__Selected extract__
⟨

Been a lurker on these forums for awhile and gotten some good advice from a couple of posts and personal emails, so thanks for that.

Here is where I am at - recently saw my position disappear due to the economy so am in that fun space of reinventing a career in early 40's. Joy.

Have a unique opportunity to either invest with existing digital graphics company or open new place of my own. Existing company is very tied to certain NASCAR teams that you all see every weekend on TV. They have a first-class facility, people and equipment and all I would do is purchase a flatbed and add to existing arsenal and bring in my sales rep that is still garnering accounts that we are currently outsourcing.

There's obviously a lot more to this, but it would be an even longer posting... so here's my question - would like to know what early headaches you existing business owner's encountered during startup phase of your shops. Things like bad equipment decisions, marketing directions taken, estimating packages that worked (or didn't), accounting advice and anything useful you can think of that worked or definitely should have been avoided in the early days.

I have about $300K in capital to put towards this. Obviously moving in with existing company GREATLY lowers my exposure because of the wealth of equipment they already have. Paying franchise fees does not appeal to me and I am not looking to buy anybody out. We have a book of business that is waiting for us to land and we just want to avoid landmines along the way.

I used to work for DuPont selling wide format UV equipment - I have a fair command of available equipment and know who makes good stuff and who doesn't. I have been in graphic arts starting from screenprint in college all the way to offset printing prepress, graphic design, dealer channel management and equipment and wide format print sales for over 25 years and am at that stage where its time to take control and stop letting others determine the future.

Any advice would be greatly appreciated.

Thanks,

Sean
 

Edserv

New Member
10sacer,
If you know what you're doing, and have some cash, and know you're market, you may want to just "go for it" and open a new company from scratch. I've taken some criticism on this forum (probably because I sounded too "cocky,") but we started our company 18 months ago knowing absolutely nothing about the sign/banner industry. However, I did have 15 years experience in the print industry and in starting and growing small companies. I am market and sales intensive, and we started Lets Go Banners on the Big Island of Hawaii having only lived here for 90 days. We knew no one, had no contacts, and as mentioned, didn't even know what a wide format printer looked like.

⟩

Please continue the forum thread about starting a digital graphics print shop, beginning right after its last sentence.

__Information provided__
⟨

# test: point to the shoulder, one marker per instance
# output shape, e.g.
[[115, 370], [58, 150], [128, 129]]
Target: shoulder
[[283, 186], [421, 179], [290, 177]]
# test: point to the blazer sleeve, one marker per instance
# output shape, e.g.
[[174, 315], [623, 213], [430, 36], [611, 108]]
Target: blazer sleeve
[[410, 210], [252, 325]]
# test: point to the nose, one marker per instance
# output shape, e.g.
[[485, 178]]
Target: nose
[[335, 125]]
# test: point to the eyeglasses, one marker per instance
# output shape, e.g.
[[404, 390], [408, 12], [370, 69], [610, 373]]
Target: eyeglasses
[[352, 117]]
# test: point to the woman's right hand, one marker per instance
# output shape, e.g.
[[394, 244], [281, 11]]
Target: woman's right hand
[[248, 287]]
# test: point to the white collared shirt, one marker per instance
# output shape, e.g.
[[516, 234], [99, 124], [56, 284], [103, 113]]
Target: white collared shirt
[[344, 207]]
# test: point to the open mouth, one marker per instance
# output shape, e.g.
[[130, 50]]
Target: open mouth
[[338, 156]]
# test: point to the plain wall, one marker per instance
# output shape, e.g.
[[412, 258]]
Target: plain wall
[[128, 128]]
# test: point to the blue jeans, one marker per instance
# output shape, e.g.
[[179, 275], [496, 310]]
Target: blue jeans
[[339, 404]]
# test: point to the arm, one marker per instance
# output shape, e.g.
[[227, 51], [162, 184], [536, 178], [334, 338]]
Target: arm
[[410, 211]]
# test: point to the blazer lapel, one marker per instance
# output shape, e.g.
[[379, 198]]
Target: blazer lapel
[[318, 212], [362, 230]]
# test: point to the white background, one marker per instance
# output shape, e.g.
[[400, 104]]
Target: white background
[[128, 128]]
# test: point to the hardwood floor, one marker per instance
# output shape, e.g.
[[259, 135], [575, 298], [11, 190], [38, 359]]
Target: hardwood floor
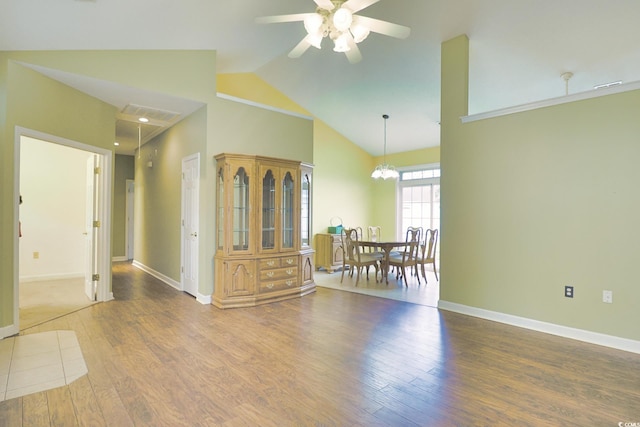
[[157, 357]]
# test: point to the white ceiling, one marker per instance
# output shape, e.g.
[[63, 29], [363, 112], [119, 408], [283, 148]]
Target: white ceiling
[[518, 51]]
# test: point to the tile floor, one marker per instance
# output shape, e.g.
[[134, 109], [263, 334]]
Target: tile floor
[[39, 362]]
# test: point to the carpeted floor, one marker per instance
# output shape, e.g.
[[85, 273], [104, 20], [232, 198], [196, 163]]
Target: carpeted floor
[[46, 300]]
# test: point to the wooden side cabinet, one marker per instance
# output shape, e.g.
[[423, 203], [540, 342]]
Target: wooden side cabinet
[[263, 222], [329, 252]]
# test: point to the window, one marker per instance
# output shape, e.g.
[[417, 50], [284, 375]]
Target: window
[[419, 199]]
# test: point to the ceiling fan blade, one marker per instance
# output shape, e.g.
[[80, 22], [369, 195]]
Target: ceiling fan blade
[[300, 48], [276, 19], [353, 54], [383, 27], [356, 5], [325, 4]]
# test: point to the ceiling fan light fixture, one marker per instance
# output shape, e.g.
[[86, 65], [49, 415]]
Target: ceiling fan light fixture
[[359, 32], [313, 23], [315, 40], [342, 19]]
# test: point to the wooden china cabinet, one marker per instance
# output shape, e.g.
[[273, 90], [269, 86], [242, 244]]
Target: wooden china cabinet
[[263, 233]]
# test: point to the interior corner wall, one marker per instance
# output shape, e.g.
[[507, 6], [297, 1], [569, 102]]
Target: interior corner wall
[[537, 200], [38, 103], [341, 169], [158, 195], [123, 171]]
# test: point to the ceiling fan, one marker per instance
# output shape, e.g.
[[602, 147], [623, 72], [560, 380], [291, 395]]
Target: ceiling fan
[[337, 20]]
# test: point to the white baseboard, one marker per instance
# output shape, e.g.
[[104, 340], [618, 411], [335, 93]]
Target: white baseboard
[[8, 331], [166, 279], [549, 328], [204, 299], [45, 277]]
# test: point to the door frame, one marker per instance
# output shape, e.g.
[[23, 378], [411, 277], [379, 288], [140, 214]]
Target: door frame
[[104, 231], [129, 223], [183, 201]]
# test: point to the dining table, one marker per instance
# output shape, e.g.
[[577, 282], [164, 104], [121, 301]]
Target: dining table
[[386, 247]]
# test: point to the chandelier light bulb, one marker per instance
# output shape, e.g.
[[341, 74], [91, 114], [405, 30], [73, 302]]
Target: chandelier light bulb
[[385, 170], [342, 19]]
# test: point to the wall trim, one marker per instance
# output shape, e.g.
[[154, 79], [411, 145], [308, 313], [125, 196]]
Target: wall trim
[[8, 331], [166, 279], [549, 328], [553, 101], [45, 277], [204, 299], [263, 106]]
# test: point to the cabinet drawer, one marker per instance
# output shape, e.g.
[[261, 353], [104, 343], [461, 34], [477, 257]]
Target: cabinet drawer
[[279, 273], [277, 285], [269, 263]]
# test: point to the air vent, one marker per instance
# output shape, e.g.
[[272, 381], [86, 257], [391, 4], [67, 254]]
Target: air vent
[[154, 115]]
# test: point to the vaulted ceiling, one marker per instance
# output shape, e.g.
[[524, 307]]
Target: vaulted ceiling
[[518, 52]]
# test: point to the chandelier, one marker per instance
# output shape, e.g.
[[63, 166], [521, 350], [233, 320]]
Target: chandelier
[[385, 170]]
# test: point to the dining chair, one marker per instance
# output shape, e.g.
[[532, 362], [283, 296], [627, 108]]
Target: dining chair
[[427, 252], [373, 235], [413, 234], [354, 256], [406, 259]]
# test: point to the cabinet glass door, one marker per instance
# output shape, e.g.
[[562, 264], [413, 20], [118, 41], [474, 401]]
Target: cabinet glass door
[[220, 207], [268, 211], [241, 215], [305, 211], [287, 211]]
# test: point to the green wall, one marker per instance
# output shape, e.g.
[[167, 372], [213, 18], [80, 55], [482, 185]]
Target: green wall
[[33, 101], [537, 200], [123, 170], [36, 102], [342, 175]]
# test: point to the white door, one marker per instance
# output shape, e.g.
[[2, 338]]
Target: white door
[[91, 205], [190, 221]]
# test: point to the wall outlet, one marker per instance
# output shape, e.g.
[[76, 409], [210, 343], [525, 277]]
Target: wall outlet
[[568, 291]]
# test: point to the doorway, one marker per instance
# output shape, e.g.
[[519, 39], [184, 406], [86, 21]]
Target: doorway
[[190, 222], [62, 254]]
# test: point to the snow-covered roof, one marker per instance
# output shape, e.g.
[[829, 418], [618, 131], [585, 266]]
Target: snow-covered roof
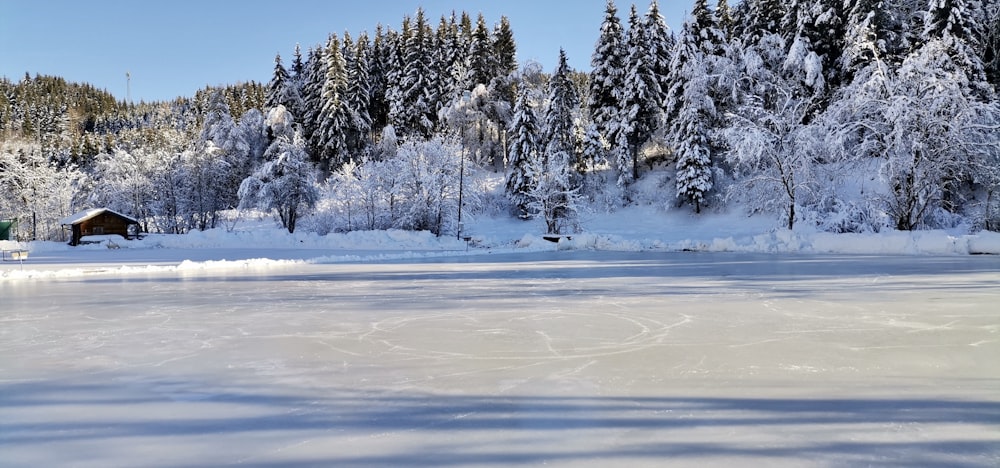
[[87, 214]]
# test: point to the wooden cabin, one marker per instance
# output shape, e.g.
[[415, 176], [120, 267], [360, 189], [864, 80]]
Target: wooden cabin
[[98, 222]]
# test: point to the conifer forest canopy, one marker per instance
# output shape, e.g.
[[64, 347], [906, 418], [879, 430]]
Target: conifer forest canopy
[[856, 116]]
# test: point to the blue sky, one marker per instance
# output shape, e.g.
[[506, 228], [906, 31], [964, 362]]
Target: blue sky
[[173, 48]]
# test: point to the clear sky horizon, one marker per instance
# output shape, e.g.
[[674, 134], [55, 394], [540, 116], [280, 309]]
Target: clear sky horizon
[[175, 48]]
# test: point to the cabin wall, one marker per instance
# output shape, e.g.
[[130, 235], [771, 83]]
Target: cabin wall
[[104, 224]]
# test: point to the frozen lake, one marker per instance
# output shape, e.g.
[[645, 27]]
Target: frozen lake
[[559, 358]]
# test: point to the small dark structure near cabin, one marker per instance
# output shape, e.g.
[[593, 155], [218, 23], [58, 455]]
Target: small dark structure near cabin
[[8, 229], [100, 221]]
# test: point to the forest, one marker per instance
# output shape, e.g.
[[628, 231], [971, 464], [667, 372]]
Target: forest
[[842, 115]]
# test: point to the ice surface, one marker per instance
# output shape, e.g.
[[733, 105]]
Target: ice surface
[[567, 358]]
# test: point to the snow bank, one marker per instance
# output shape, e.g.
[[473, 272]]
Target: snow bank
[[634, 229]]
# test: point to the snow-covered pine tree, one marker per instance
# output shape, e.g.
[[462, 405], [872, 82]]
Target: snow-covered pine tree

⟩

__Result__
With the low cap. cost of entry into the wide format industry, you could put 20k into equipment and be off and running, using the additional 280k as a nice buffer/savings. We hired several sales people and put some cash into marketing. 18 months later, we have over 400 customers, a national ranking website, and are now trying to go back and put the fires out (finish building a world class team, revisit our strategies, and go at it again strong in the next 18 months.) Our website will probably be the focus of our major push, but we are interviewing for marketing and bookkeeping positions currently.
If I were you (free advice, bla bla bla,) I'd preserve the cash and go for it. I've not had the best experiences with partnerships, and I'm with you, punt the idea of franchise fees, you don't sound like you need that route!
Good luck!
C.
 

iSign

New Member
investing in the existing company does sound like you mean a partnership of some sort, but i wouldn't go that route. I see two opportunities that both look better if kept separate... Finance the flatbed equipment as a purely profitable investment, with no other strings attached (no required tie in with you working there, their profitability or any of that... who else will help them but a flatbed & what will those terms be? ..they will be profitable terms with no strings! ..and so should any chunk of cash you lay down for someone elses company!

Second, get a sweet deal to work for them.. and hope it can grow & maybe become a partnership... but let that evolve in time... not in a rush to buy equipment... for now, realize that you may need to walk away from this, so you should leave that door open in your negotiations.

my 2 cents!
 

BobM

New Member
"Very tied to NASCAR Teams" doesn't mean you get a share of that work nor does it mean that the NASCAR work is profitable.

With your background I would go for it. Do a solid business plan that includes a major sales pitch and go for it. You will be far better off in a new diverse business than counting on a piece of someone elses business.

Good luck and let us know what you decide.